What is needed: Your task is to write out the lines from the line containing "TARGET = wood grain" through the last line of the material, exactly.

Source records:
+---+

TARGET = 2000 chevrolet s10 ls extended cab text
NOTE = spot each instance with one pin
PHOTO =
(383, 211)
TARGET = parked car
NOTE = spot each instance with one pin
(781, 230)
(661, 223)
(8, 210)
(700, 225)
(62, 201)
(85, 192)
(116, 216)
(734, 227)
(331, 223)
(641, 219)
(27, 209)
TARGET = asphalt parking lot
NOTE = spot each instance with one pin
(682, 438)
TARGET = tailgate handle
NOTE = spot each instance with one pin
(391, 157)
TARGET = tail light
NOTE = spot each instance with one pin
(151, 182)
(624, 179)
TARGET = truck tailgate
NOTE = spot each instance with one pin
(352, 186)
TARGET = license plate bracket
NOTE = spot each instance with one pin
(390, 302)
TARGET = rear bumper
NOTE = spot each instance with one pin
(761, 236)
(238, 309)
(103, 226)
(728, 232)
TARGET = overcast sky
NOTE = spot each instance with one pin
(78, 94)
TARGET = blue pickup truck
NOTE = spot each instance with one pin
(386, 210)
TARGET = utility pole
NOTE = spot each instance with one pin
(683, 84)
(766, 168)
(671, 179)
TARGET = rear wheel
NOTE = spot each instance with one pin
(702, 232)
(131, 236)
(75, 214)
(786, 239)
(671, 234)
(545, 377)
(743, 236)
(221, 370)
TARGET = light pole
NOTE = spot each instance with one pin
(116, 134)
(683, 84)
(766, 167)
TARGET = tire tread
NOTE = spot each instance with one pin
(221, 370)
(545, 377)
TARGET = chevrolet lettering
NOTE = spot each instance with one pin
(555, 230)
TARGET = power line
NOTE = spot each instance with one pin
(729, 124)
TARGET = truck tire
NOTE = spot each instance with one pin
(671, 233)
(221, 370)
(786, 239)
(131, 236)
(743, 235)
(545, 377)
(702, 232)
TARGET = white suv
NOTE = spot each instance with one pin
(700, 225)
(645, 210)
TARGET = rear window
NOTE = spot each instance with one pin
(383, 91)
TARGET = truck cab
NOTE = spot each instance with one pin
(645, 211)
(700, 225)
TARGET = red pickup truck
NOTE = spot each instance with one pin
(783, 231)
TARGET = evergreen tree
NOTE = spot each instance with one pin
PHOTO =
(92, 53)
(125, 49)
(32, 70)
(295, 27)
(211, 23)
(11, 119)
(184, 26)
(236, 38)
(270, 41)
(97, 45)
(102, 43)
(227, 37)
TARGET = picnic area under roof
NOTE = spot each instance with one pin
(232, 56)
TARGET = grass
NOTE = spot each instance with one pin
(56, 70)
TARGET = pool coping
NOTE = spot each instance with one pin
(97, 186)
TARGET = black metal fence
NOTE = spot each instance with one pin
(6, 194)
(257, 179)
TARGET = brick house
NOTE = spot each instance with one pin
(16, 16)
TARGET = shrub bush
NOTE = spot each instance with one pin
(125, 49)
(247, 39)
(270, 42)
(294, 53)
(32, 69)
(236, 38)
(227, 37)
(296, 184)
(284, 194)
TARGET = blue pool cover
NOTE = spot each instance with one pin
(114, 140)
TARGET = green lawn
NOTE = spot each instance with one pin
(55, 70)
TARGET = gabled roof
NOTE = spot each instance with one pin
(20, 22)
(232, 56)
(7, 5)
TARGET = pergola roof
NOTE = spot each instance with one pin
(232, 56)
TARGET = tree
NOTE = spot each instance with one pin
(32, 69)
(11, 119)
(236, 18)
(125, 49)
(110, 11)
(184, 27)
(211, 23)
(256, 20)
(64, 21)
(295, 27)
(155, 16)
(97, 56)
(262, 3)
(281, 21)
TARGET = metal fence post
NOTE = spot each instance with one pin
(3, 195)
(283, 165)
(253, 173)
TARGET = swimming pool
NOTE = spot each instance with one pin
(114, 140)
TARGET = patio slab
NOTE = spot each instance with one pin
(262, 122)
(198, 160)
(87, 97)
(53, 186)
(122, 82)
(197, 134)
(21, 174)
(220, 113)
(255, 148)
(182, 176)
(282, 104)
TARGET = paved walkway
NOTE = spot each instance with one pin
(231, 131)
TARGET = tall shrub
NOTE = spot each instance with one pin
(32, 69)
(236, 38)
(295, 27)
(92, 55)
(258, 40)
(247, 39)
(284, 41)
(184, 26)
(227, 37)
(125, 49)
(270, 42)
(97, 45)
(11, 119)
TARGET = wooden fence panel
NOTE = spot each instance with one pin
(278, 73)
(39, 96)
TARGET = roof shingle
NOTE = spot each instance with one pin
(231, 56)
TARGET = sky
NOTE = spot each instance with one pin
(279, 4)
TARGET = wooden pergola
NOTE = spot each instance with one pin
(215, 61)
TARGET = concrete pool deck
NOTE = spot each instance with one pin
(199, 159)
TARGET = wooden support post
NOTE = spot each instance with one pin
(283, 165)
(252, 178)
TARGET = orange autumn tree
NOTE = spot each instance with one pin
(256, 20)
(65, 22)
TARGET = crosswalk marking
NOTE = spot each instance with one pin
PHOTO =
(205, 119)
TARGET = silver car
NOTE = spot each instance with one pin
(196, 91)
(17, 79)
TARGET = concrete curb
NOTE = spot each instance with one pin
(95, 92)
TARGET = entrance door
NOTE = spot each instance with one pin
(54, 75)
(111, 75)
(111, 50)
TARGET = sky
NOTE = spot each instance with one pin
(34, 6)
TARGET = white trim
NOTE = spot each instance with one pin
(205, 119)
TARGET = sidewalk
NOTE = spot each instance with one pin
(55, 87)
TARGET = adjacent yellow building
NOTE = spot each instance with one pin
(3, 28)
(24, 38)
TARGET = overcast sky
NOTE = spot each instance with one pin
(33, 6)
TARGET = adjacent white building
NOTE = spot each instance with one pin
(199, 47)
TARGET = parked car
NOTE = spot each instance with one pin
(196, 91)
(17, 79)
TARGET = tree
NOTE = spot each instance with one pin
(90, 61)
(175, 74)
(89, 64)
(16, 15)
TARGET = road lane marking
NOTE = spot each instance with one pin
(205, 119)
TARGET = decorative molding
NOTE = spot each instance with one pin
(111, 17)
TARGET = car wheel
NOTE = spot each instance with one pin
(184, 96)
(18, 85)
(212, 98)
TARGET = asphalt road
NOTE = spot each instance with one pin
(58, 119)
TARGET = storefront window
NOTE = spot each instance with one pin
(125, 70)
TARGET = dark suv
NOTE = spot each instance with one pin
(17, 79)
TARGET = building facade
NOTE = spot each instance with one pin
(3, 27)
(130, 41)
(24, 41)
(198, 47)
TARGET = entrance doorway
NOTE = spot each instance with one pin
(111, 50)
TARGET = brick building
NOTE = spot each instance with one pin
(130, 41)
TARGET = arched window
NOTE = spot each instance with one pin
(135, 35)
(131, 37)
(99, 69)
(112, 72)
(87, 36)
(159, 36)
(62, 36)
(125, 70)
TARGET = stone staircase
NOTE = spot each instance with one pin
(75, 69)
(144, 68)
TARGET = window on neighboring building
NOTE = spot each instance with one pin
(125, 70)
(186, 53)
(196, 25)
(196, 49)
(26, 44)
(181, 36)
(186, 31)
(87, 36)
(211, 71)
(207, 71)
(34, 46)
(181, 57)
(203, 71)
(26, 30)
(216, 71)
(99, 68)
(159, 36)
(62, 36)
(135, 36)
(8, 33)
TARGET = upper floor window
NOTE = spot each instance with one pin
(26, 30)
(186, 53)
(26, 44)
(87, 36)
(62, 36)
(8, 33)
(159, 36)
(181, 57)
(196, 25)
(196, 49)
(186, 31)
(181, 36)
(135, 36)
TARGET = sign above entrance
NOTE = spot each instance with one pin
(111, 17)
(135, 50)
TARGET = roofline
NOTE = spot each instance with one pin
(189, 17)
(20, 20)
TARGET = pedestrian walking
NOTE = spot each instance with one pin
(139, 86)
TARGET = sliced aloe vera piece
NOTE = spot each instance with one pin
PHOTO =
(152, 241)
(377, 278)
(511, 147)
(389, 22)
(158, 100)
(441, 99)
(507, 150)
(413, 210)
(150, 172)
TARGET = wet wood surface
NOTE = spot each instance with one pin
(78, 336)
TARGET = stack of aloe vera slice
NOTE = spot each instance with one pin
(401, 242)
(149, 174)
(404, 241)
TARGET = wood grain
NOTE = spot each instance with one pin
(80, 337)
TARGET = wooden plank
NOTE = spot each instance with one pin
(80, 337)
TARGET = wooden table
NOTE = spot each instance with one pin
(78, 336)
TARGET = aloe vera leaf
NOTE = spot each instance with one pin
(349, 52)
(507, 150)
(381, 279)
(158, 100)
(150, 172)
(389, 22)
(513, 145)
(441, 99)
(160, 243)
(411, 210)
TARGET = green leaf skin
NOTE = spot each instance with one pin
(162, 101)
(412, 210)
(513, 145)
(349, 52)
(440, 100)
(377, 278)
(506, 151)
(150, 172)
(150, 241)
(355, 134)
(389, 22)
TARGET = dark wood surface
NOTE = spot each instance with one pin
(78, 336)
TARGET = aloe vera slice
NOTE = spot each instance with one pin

+---+

Task answer:
TARGET = wood grain
NOTE = spot each instance with one pin
(80, 337)
TARGET = wooden plank
NOTE = spot each instance with one pin
(80, 337)
TARGET = wooden table
NOTE = spot each instance with one pin
(78, 336)
TARGET = aloe vera leaf
NOTE = spot each instance with one pin
(349, 52)
(507, 150)
(381, 279)
(158, 100)
(150, 172)
(389, 22)
(513, 145)
(441, 99)
(160, 243)
(411, 210)
TARGET = green leaf skin
NOTE = spot each instance with one pin
(162, 101)
(412, 210)
(513, 145)
(349, 52)
(440, 100)
(377, 278)
(506, 151)
(150, 172)
(150, 241)
(355, 134)
(389, 22)
TARGET = dark wood surface
NOTE = spot each instance with one pin
(78, 336)
TARGET = aloe vera slice
NOTE = spot each instance with one pin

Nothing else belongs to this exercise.